## TO BE DONE:
Print every line below verbatim, from the first to the last, without changing anything.

[Records from the dataset]

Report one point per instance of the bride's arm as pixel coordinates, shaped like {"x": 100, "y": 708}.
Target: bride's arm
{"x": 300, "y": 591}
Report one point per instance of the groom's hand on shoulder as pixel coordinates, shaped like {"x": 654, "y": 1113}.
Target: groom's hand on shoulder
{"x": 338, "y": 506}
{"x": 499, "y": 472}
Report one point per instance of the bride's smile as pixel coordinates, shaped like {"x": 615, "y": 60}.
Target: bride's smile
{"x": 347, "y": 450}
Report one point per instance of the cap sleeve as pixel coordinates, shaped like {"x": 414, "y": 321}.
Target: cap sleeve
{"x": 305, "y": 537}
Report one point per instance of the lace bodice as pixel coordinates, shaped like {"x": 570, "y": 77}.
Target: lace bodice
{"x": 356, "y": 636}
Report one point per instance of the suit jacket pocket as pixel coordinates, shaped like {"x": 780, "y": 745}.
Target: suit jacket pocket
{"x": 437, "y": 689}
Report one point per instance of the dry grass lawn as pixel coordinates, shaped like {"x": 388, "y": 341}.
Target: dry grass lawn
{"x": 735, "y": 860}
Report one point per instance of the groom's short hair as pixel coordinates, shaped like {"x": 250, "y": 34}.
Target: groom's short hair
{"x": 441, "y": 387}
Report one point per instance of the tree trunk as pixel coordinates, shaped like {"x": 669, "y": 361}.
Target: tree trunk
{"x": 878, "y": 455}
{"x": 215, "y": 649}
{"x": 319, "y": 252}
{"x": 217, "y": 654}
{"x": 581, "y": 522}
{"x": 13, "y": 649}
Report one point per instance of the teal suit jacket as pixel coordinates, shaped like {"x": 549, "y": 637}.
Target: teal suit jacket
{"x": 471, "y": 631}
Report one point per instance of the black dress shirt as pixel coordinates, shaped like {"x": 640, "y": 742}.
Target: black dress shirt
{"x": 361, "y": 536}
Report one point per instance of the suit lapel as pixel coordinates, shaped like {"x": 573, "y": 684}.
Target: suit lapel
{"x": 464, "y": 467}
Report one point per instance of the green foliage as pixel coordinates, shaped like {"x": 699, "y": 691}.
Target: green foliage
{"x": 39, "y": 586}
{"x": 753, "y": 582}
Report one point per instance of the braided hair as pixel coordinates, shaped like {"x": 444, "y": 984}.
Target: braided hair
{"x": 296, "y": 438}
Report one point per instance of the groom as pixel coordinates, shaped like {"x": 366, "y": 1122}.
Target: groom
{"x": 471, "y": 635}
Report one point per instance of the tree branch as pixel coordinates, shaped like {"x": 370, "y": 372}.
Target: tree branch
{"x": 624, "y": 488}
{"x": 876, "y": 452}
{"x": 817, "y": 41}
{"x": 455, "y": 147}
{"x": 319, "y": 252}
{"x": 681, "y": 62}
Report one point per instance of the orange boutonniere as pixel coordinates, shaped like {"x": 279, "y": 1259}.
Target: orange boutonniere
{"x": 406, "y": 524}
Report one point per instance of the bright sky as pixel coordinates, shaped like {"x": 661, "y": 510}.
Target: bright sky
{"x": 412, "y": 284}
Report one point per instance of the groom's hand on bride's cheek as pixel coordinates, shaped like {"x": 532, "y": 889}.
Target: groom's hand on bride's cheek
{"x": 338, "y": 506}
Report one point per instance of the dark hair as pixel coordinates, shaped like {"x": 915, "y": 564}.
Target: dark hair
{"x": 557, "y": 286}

## COMPLETED TASK:
Report one point per instance of the bride's arm as pixel coordinates, shaped like {"x": 100, "y": 708}.
Target: bride's arm
{"x": 300, "y": 591}
Report one point per instance of the groom's hand on shoulder as pixel coordinates, shaped like {"x": 654, "y": 1113}.
Target: groom's hand on shoulder
{"x": 338, "y": 506}
{"x": 499, "y": 472}
Report one point per instance of the bride's smile as pixel coordinates, shaped like {"x": 615, "y": 60}.
Target: bride's smile
{"x": 347, "y": 450}
Report one point per instance of the cap sleeve as pixel coordinates, shaped like {"x": 414, "y": 321}.
Target: cap sleeve
{"x": 305, "y": 537}
Report one point per instance of the lace bodice as pixel coordinates, shaped like {"x": 570, "y": 77}.
Target: lace bodice
{"x": 356, "y": 636}
Report one point per instance of the suit jacket pocket as pixel coordinates, shaped like {"x": 780, "y": 745}.
Target: suit jacket pocket
{"x": 437, "y": 689}
Report one point per instance of the dry grass lawn as pixel coordinates, shaped like {"x": 388, "y": 341}.
Target: dry grass lawn
{"x": 735, "y": 860}
Report one point per instance of the groom's short hair as pixel coordinates, shaped like {"x": 250, "y": 34}.
Target: groom's short hair
{"x": 441, "y": 387}
Report one point per instance of the tree trunk as pixel coordinates, shaped like {"x": 669, "y": 361}.
Target: tree trunk
{"x": 878, "y": 455}
{"x": 215, "y": 649}
{"x": 319, "y": 252}
{"x": 217, "y": 654}
{"x": 581, "y": 522}
{"x": 13, "y": 649}
Report one point per instance of the teal suit jacket as pixel coordinates, shaped like {"x": 549, "y": 637}.
Target: teal suit jacket
{"x": 471, "y": 631}
Report one point per instance of the black dress shirt as pixel coordinates, shaped like {"x": 640, "y": 742}.
Target: black dress shirt
{"x": 361, "y": 536}
Report one point per instance of the suit lapel as pixel coordinates, shaped like {"x": 573, "y": 684}.
Target: suit lapel
{"x": 464, "y": 467}
Report one point per instance of the green foliage as pixel coordinates, shaped like {"x": 699, "y": 691}.
Target: green foliage
{"x": 39, "y": 586}
{"x": 753, "y": 582}
Report one point per instance of the braided hair as pixel coordinates, shaped like {"x": 444, "y": 984}.
Target: braided hair
{"x": 296, "y": 438}
Report one point per instance of the groom as pixel coordinates, shaped like {"x": 366, "y": 1122}.
Target: groom
{"x": 471, "y": 635}
Report one point per instance of the tree branch as pixel coordinates, shaped like {"x": 370, "y": 372}.
Target: tree branch
{"x": 624, "y": 488}
{"x": 876, "y": 452}
{"x": 817, "y": 41}
{"x": 455, "y": 147}
{"x": 319, "y": 252}
{"x": 681, "y": 62}
Report one point per instance of the orange boutonniere as pixel coordinates, shaped like {"x": 279, "y": 1259}.
Target: orange boutonniere
{"x": 406, "y": 524}
Report one point per instance of the bright sky as pixel coordinates, shaped like {"x": 661, "y": 510}.
Target: bright sky
{"x": 412, "y": 284}
Report one point per instance of the groom's hand on bride's cheek as pixel coordinates, shaped like {"x": 532, "y": 889}.
Target: groom's hand on bride's cheek
{"x": 338, "y": 506}
Report one point per instance of the dark hair as pixel coordinates, shaped like {"x": 915, "y": 564}.
Target: dark hair
{"x": 557, "y": 286}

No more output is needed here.